◆ **Document source**
((
Malgré tout, l’étude de l’INSEE de 2015 montre que les prix restent globalement plus élevés dans les territoires ultramarins.

 

 

3 - Les autres problèmes liés à la consommation en outre-mer

D’autres domaines ont dû être régulés pour lutter contre la vie chère en outre-mer et assurer une absence de discrimination des territoires ultramarins.

 

C’est le cas notamment de la téléphonie. Le législateur a profité du règlement européen établissant des mesures relatives à l’accès à un internet ouvert du 25 novembre 2015 qui supprime les frais d'itinérance entre les pays de l’Espace économique européen mais ne couvrant pas les déplacements intraétatiques pour ajouter l’article L. 34-10 au code des postes et des communications électroniques supprimant les frais d’itinérance au sein du territoire national (la métropole, les DROM, Saint-Pierre-et-Miquelon, Saint-Martin et Saint-Barthélemy).

 

  Cet article ne s’applique que pour les communications entre les territoires français. Par conséquent, si vous habitez à Saint-Barthélemy ou Saint-Pierre-et-Miquelon et que vous téléphonez depuis la métropole, vous n’aurez pas de frais d'itinérance. En revanche, si vous téléphonez depuis un autre pays de l’Espace économique européen, vous ne serez pas couvert par le règlement européen et des frais d'itinérance pourront vous être appliqués.

 

> Pour plus d’information sur les frais d’itinérance, consultez la fiche pratique de l’INC "Téléphonie mobile : l’itinérance internationale".
))
◆ **Extrait des données**
((
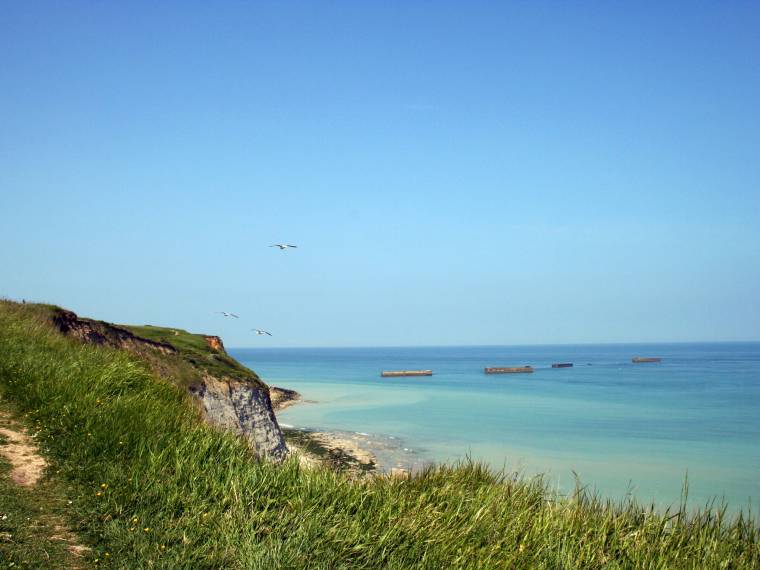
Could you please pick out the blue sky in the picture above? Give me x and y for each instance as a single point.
))
◆ **Consigne écrite 1**
D'après le document source, quel article le législateur a-t-il ajouté au code des postes et des communications électroniques pour supprimer les frais d'itinérance au sein du territoire national ?
◆ **Consigne écrite 2**
Réécrivez le passage du document source compris entre "D’autres domaines ont" et "Saint-Martin et Saint-Barthélemy).", inclus, en remplaçant "législateur" par "Parlement".

◆ **Résultat final 1**
L'article L. 34-10.

◆ **Résultat final 2**
D’autres domaines ont dû être régulés pour lutter contre la vie chère en outre-mer et assurer une absence de discrimination des territoires ultramarins.

 

C’est le cas notamment de la téléphonie. Le Parlement a profité du règlement européen établissant des mesures relatives à l’accès à un internet ouvert du 25 novembre 2015 qui supprime les frais d'itinérance entre les pays de l’Espace économique européen mais ne couvrant pas les déplacements intraétatiques pour ajouter l’article L. 34-10 au code des postes et des communications électroniques supprimant les frais d’itinérance au sein du territoire national (la métropole, les DROM, Saint-Pierre-et-Miquelon, Saint-Martin et Saint-Barthélemy).